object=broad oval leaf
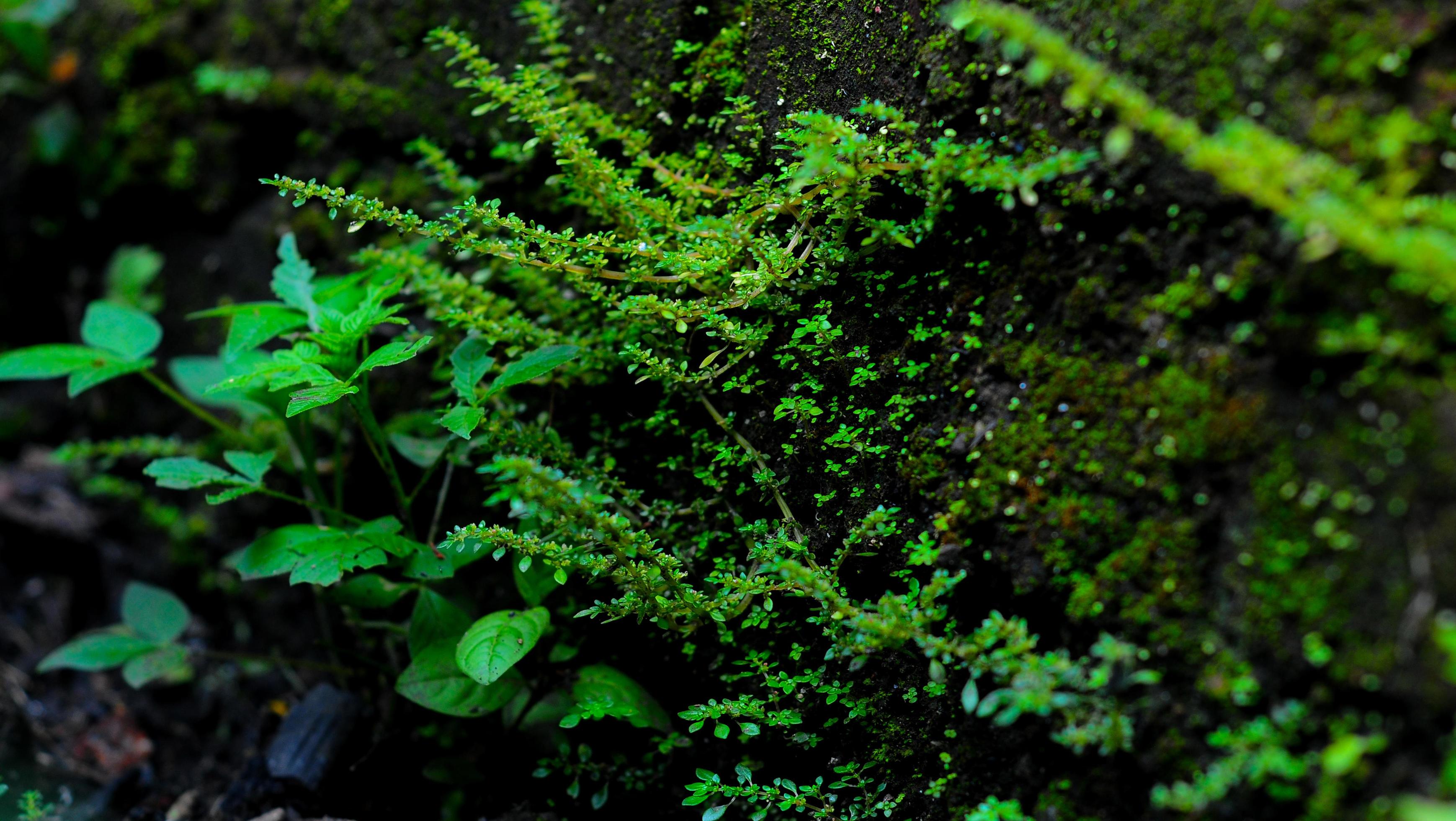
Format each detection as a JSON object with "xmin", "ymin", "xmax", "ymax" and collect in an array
[
  {"xmin": 0, "ymin": 345, "xmax": 105, "ymax": 380},
  {"xmin": 35, "ymin": 630, "xmax": 157, "ymax": 673},
  {"xmin": 409, "ymin": 589, "xmax": 470, "ymax": 655},
  {"xmin": 121, "ymin": 645, "xmax": 192, "ymax": 687},
  {"xmin": 394, "ymin": 640, "xmax": 526, "ymax": 718},
  {"xmin": 141, "ymin": 456, "xmax": 240, "ymax": 491},
  {"xmin": 491, "ymin": 345, "xmax": 578, "ymax": 393},
  {"xmin": 121, "ymin": 582, "xmax": 192, "ymax": 645},
  {"xmin": 65, "ymin": 358, "xmax": 156, "ymax": 398},
  {"xmin": 82, "ymin": 300, "xmax": 162, "ymax": 361},
  {"xmin": 456, "ymin": 607, "xmax": 550, "ymax": 684},
  {"xmin": 571, "ymin": 664, "xmax": 673, "ymax": 732}
]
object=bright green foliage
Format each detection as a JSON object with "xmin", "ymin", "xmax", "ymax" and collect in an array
[
  {"xmin": 946, "ymin": 0, "xmax": 1456, "ymax": 301},
  {"xmin": 20, "ymin": 0, "xmax": 1456, "ymax": 821}
]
☆ ☆ ☆ ☆
▶ **Exercise directions**
Could you reproduce every row above word for word, omitting the picture from your reply?

▶ **Exercise result**
object=broad oval leaf
Format each detection as a JSON object with "xmin", "ymin", "xmax", "ymax" and collect in an array
[
  {"xmin": 0, "ymin": 345, "xmax": 105, "ymax": 380},
  {"xmin": 35, "ymin": 630, "xmax": 157, "ymax": 673},
  {"xmin": 409, "ymin": 589, "xmax": 470, "ymax": 655},
  {"xmin": 121, "ymin": 645, "xmax": 192, "ymax": 687},
  {"xmin": 394, "ymin": 640, "xmax": 526, "ymax": 718},
  {"xmin": 141, "ymin": 456, "xmax": 240, "ymax": 491},
  {"xmin": 491, "ymin": 345, "xmax": 578, "ymax": 393},
  {"xmin": 121, "ymin": 582, "xmax": 192, "ymax": 645},
  {"xmin": 65, "ymin": 358, "xmax": 156, "ymax": 398},
  {"xmin": 82, "ymin": 300, "xmax": 162, "ymax": 361},
  {"xmin": 456, "ymin": 607, "xmax": 550, "ymax": 684},
  {"xmin": 571, "ymin": 664, "xmax": 673, "ymax": 732}
]
object=bright green foliage
Format each detection as a JSON object with "xmin", "ymin", "xmax", "ymax" and collect in an array
[
  {"xmin": 946, "ymin": 0, "xmax": 1456, "ymax": 301},
  {"xmin": 20, "ymin": 0, "xmax": 1456, "ymax": 821}
]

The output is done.